*Document passage*.
□ □ □ □
Canada's highest court tackles issue of whether breach of treaty claim is time-barred
This week, the Supreme Court of Canada dealt with an Aboriginal law case involving issues of treaty rights and limitation of actions and with criminal law matters with issues relating to party liability and the language of the accused.
Supreme Court of Canada
On Wednesday, the court heard Franck Yvan Tayo Tompouba v. His Majesty the King, 40332. The appellant was charged with sexual assault and was convicted after a trial in English.
The B.C. Court of Appeal accepted that there was a failure to advise the appellant of his right to apply for a trial in French under s. 530(3) of the Criminal Code. But the appellate court dismissed the appeal upon applying the curative proviso in s. 686 of Criminal Code. The right in s. 530(3) was a procedural right, not a substantive right, the appellate court said.
On Thursday, the court will hear Jim Shot Both Sides, et al. v. His Majesty the King, 40153. In 1980, the Kainai or Blood Tribe filed an action alleging that the actual size of Reserve No. 148 in Alberta was understated compared with what Treaty 7 promised.
The Federal Court made the following findings:
- The tribe’s claims, except its claim for breach of a treaty commitment, were time-barred under Alberta’s Limitation of Actions Act, 1970 and under s. 39 of the Federal Courts Act, 1985 since they were discoverable over six years before the date of the action’s commencement
- The time for an action alleging breach of treaty began to run only in 1982 because the tribe could not pursue it in a Canadian court before the advent of s. 35 of the Constitution Act, 1982
- Canada breached its treaty commitment since the size of the reserve was understated by 162.5 square miles
The Federal Court of Appeal allowed the Crown’s appeal. It varied the Federal Court’s judgment to find that all the tribe’s claims were time-barred.
□ □ □ □
[Records from a data source]
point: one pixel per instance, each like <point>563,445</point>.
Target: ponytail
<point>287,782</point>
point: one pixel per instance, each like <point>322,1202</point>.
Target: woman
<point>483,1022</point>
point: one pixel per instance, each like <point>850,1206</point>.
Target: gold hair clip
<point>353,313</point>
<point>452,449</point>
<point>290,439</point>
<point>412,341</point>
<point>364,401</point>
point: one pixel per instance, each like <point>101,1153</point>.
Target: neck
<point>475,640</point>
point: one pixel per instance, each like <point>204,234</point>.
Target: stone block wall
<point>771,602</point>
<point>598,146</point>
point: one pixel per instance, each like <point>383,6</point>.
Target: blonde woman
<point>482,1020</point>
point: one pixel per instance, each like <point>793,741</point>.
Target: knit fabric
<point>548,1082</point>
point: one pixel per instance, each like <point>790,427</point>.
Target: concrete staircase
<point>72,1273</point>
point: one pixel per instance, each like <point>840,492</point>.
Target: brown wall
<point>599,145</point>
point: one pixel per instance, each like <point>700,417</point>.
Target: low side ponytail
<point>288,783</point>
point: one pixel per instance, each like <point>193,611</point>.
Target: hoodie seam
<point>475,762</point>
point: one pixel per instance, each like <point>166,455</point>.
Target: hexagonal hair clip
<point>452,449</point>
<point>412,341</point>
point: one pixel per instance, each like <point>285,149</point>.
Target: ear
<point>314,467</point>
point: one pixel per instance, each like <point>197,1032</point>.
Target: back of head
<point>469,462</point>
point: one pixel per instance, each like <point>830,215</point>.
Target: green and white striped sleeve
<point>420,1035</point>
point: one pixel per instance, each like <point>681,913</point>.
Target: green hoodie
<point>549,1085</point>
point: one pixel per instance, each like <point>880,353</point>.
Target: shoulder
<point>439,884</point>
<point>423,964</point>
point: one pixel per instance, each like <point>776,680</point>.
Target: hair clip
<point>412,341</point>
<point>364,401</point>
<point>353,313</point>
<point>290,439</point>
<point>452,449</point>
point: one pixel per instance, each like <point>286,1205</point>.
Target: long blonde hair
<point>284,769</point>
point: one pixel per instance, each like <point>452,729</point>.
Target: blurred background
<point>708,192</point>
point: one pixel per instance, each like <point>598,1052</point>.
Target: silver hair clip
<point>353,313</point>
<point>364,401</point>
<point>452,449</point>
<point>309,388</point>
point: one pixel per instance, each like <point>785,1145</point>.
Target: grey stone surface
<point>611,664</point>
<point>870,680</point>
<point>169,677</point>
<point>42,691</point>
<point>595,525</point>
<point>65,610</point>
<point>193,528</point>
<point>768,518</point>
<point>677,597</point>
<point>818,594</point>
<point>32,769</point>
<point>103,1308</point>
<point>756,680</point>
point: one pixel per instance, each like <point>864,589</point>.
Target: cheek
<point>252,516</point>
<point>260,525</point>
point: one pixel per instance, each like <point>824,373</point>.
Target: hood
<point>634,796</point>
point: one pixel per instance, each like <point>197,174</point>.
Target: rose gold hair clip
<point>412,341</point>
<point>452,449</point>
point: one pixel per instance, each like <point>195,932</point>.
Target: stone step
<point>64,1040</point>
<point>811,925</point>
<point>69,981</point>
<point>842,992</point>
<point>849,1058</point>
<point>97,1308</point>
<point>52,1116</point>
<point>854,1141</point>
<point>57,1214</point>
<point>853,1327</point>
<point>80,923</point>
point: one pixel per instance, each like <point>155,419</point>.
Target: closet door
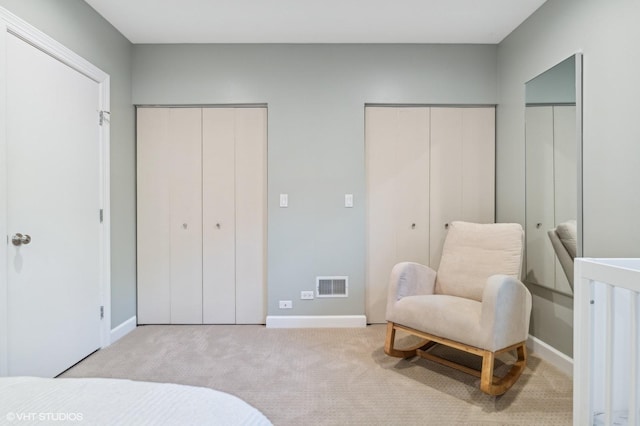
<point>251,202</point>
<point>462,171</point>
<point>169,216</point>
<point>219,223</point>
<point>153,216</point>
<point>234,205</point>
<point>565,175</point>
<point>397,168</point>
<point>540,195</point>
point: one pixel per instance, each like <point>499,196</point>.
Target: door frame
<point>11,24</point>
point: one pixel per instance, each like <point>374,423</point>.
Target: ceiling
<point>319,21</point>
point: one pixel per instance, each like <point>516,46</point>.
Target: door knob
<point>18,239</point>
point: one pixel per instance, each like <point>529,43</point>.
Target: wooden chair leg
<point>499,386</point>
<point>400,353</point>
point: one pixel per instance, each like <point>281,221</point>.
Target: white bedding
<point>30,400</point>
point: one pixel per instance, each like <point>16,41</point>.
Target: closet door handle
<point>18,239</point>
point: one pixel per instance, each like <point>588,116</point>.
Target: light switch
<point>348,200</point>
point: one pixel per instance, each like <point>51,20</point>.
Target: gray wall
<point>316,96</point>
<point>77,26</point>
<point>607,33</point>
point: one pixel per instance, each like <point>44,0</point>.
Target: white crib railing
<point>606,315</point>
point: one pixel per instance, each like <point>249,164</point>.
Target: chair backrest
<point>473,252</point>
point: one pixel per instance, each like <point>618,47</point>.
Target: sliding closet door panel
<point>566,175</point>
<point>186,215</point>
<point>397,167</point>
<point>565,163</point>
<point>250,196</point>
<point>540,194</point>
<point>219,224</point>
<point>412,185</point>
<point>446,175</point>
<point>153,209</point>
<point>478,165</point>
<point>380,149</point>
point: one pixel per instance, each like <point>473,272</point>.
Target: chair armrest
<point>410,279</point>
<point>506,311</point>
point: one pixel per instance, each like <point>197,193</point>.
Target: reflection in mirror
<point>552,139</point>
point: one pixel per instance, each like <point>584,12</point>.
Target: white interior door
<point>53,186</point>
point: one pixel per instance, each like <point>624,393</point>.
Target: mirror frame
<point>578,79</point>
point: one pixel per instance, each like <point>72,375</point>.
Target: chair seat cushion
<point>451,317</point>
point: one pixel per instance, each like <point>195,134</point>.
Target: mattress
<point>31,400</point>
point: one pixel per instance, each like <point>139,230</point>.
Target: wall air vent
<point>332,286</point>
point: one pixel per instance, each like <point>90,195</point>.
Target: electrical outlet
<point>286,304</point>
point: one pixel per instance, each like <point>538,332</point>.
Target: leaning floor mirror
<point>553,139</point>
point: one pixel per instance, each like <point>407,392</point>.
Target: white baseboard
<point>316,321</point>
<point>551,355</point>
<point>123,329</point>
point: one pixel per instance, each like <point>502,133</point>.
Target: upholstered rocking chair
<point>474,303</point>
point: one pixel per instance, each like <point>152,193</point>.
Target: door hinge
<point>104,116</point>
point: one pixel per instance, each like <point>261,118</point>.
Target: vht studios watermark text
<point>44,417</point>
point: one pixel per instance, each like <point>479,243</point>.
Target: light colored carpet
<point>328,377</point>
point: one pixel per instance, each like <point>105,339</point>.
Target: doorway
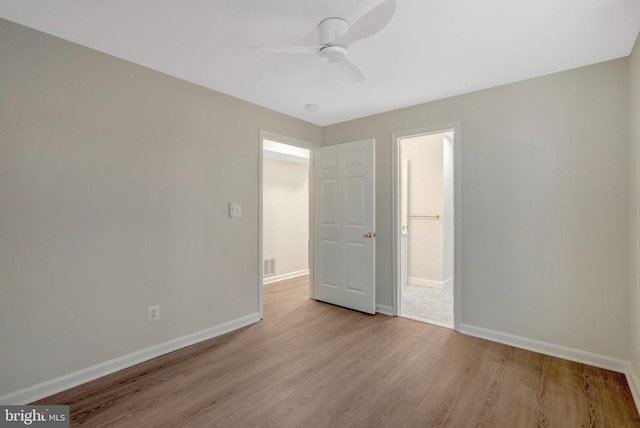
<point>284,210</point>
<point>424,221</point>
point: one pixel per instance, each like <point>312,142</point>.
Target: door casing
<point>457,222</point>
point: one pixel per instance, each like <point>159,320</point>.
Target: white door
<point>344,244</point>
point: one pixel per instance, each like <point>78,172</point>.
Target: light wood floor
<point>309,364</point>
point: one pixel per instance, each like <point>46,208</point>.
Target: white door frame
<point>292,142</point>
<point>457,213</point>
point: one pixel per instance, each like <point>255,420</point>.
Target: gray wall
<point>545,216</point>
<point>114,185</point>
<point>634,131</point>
□ □ □ □
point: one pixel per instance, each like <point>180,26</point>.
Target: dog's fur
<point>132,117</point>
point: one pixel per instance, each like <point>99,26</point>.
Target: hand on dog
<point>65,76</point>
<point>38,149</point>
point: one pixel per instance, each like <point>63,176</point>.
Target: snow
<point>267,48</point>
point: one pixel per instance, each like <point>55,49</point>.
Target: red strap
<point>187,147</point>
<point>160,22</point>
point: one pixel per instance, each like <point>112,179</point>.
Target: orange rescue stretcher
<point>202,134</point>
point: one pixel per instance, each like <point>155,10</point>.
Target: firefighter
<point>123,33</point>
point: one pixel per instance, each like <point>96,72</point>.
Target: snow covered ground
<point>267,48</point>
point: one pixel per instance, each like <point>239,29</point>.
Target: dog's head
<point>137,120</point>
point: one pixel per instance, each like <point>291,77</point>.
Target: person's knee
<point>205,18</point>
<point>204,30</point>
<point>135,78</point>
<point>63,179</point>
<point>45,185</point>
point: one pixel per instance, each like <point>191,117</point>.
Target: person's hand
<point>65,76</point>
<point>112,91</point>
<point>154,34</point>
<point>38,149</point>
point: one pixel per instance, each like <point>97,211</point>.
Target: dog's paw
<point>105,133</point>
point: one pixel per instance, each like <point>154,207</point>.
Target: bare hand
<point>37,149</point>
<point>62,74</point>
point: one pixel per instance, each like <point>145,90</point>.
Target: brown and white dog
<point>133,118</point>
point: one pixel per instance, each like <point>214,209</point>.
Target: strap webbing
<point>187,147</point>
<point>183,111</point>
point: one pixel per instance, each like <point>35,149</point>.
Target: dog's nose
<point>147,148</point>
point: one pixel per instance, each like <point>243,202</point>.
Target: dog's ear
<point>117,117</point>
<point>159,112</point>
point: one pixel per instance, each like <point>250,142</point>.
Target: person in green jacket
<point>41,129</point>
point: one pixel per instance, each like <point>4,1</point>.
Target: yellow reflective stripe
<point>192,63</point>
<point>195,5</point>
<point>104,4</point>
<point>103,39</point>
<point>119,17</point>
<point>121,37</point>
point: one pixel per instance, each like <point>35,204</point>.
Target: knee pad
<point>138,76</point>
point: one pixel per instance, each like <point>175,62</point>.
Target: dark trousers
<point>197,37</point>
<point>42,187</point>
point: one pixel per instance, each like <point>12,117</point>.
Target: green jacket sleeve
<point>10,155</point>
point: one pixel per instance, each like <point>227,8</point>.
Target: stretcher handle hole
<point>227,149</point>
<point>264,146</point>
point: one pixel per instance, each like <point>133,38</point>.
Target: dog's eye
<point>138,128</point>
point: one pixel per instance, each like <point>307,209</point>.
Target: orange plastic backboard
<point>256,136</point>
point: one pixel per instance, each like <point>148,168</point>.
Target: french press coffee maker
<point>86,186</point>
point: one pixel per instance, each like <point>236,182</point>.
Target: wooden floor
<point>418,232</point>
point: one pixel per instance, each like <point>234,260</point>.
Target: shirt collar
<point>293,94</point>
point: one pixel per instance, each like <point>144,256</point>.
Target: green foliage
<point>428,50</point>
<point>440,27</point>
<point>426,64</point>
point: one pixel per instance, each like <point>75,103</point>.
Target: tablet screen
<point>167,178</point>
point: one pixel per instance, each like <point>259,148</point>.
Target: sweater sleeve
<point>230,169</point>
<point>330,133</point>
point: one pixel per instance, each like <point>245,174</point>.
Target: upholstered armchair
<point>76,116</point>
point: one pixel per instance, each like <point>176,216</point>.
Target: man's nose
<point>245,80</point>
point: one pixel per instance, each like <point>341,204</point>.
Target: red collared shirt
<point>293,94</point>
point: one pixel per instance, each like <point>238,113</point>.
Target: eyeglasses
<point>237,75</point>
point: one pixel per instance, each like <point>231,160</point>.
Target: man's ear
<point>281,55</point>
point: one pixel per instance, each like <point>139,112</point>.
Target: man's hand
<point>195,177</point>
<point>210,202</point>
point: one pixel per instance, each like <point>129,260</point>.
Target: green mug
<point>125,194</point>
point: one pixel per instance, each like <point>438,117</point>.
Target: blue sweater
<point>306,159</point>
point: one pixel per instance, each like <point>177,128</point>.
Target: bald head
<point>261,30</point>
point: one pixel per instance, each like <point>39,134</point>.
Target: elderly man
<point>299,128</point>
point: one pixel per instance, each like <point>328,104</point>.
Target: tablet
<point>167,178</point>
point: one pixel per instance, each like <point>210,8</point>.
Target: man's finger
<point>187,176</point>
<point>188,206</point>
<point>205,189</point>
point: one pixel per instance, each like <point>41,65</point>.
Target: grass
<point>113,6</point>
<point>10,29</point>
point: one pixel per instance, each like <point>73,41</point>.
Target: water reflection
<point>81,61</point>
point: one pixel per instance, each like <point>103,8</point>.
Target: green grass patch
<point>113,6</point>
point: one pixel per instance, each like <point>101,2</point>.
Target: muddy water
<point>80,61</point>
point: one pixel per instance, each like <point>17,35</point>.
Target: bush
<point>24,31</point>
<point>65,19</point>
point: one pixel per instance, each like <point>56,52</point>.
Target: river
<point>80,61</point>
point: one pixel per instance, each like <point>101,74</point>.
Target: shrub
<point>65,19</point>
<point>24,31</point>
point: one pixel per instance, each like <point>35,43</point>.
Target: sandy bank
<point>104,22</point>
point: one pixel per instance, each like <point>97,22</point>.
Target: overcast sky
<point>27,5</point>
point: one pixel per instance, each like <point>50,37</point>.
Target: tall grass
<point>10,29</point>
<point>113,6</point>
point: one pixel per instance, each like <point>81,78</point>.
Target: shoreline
□ □ □ □
*Questions on the material*.
1. Summarize the Supreme Court of Canada news article in two sentences.
2. Translate this sentence from the Supreme Court of Canada news article into French: "On Thursday, the court will hear Jim Shot Both Sides, et al. v. His Majesty the King, 40153."
3. Continue the Supreme Court of Canada news article from where it stops.

*Answers by item*.
1. On Wednesday, the Supreme Court of Canada heard an appeal by a man convicted of sexual assault after an English-language trial; the B.C. Court of Appeal had accepted that he was not advised of his right to apply for a trial in French but dismissed his appeal, calling that right procedural rather than substantive. On Thursday, the court will hear the Kainai or Blood Tribe's case alleging that Reserve No. 148 in Alberta was smaller than Treaty 7 promised; the Federal Court found Canada breached its treaty commitment, but the Federal Court of Appeal ruled that all the tribe's claims were time-barred.

2. Jeudi, la cour entendra l'affaire Jim Shot Both Sides, et al. c. Sa Majesté le Roi, 40153.

3.
On Friday, the court will hear Don Johnson v. His Majesty the King, 40330. A jury found the appellant guilty of two counts of first degree murder. The majority of the Ontario Court of Appeal dismissed his appeal. The trial judge was entitled to leave party liability to the jury as a route to conviction, the majority held.
The dissenting judge would have allowed the appeal, set aside the conviction, and ordered a new trial. There was not enough evidence to leave party liability with the jury because there was no air of reality to the suggestion that, if the appellant was not the shooter, he aided the actual shooter in committing the murders, the dissenting judge said.
Federal Court of Appeal
On Tuesday, the court heard Sameer Ebadi v. His Majesty the King et al., A-179-22. The judge allegedly made errors in finding that the court lacked jurisdiction, in his interpretation of the Federal Court’s residual jurisdiction, and in his interpretation of the Federal Public Sector Labour Relations Act, 2003 and of the Canadian Security Intelligence Service’s policies and procedures.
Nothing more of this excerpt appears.